→ **Task details**
Could each entry below be printed again exactly as given?

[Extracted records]

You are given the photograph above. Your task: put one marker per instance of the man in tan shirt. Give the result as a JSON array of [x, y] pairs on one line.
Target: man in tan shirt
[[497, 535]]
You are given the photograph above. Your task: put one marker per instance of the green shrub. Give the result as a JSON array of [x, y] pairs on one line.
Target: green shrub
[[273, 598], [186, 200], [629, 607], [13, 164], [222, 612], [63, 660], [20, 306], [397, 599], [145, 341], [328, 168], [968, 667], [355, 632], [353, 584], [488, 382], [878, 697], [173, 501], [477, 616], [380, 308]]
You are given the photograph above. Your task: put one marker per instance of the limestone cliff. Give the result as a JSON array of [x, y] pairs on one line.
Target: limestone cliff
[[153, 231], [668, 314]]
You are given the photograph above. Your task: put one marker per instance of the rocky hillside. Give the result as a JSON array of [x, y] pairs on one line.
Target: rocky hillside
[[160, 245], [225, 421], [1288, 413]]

→ **Response to this task**
You are given the photograph above. Your task: put one marker per instance of the man in tan shirt. Give the result as a JSON array of [x, y] pairs on one line.
Target: man in tan shirt
[[497, 535]]
You are given the photograph above. Your task: put one marker per instance of the green shrub. Give the result as a JSON array of [x, y] pairs on one line.
Target: green shrub
[[273, 598], [186, 200], [629, 607], [13, 164], [222, 612], [63, 660], [20, 306], [397, 599], [145, 341], [328, 168], [968, 667], [355, 632], [353, 584], [488, 382], [878, 697], [173, 501], [477, 616], [380, 308]]
You are given the photograph above. Your task: put one marker per instance of the limestone cliff. Give the result as a JSON array of [x, y] pairs on one line.
Target: limestone cliff
[[153, 231], [668, 314]]
You are given the photograph above. Your task: put one marker per instance of the rocky hillside. Give the result as a JSON array of [x, y] pairs on one line.
Target: rocky hillside
[[160, 245], [225, 421], [1288, 413]]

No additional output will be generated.